● Passage shown
..........

In the projects I developed in rural and quilombola communities in Brazil, I realized that people don't want pretty reports; they want clean water coming from their taps. This is the practical translation of the critique of so-called green talk. The time for vague promises is over.


Today, sustainability executives—and I include myself here, as someone who experiences this role daily—must deal with the demand for measurable impact. The smile of a child who can finally drink clean water is, indeed, an indicator. But I know I also need to translate that smile into metrics, reports, and robust data to ensure continuity and scale.


I've participated in crucial spaces—from meetings in communities in the Northeast to conferences in New York on the Sustainable Development Goals. And in all these places, it became clear: sustainability cannot be treated as an appendix, but at the core of the strategy.


If previously, the sustainability executive was called upon only to "embellish" annual reports, today they are invited to discuss investments, climate risks, and the future of operations. And this requires a posture of someone who connects worlds: the technical world of boards of directors and the real world of communities that feel the impacts firsthand.


Between Friedman and Freeman: the constant dilemma

I remember projects in which I had to justify the costs of social technologies that, from a financial perspective, seemed "too expensive." But when we demonstrated the logic of preventive resilience, as in the case of installing technologies that prevent disease and reduce future public spending, the outlook changed.


This is exactly the dilemma described by Friedman and Freeman: generating profit or generating shared value? My practical answer is: it is possible—and necessary—to do both simultaneously. A project is only sustainable if it is financially viable, but it only generates reputation and continuity if it transforms realities.


In Mozambique, I experienced women transforming their agricultural practices through circular projects we developed. The impact was not only on income, but also on self-esteem, food culture, and even the way children ate.


These memories remind me that being a sustainability executive isn't just about dealing with KPIs—it's about dealing with people, with dreams, with hopes. It's about having the courage to say "no" to shortcuts that destroy the future, even when the short term seems tempting.


What's Changing in Skills

Today, I see that the role of CSO requires more than a passion for the environment. It requires:


• understanding global regulations, because a local project needs to align with the requirements of ISSB, CSRD, TNFFD, and CSDDD;


• Dialogue with investors, because they finance the future;


• Empathy in the field, because communities don't understand acronyms, they understand transformations;


• And, above all, be a universal translator, capable of transforming science into narratives and narratives into impact.

..........

● Exercise data
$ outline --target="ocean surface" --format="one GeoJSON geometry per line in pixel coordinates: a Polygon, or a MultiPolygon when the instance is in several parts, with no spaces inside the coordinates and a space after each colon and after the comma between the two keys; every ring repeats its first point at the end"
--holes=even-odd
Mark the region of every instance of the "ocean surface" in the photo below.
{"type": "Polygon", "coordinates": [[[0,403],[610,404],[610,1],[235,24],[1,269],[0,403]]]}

..........

● Check your understanding
1. In the passage on sustainability leadership, in which country did women change their agricultural practices through circular projects?
2. From the passage on sustainability leadership, extract the text starting at "Today, sustainability executives—and" and ending at "continuity and scale.".

● Task solutions
1. Mozambique

2.
Today, sustainability executives—and I include myself here, as someone who experiences this role daily—must deal with the demand for measurable impact. The smile of a child who can finally drink clean water is, indeed, an indicator. But I know I also need to translate that smile into metrics, reports, and robust data to ensure continuity and scale.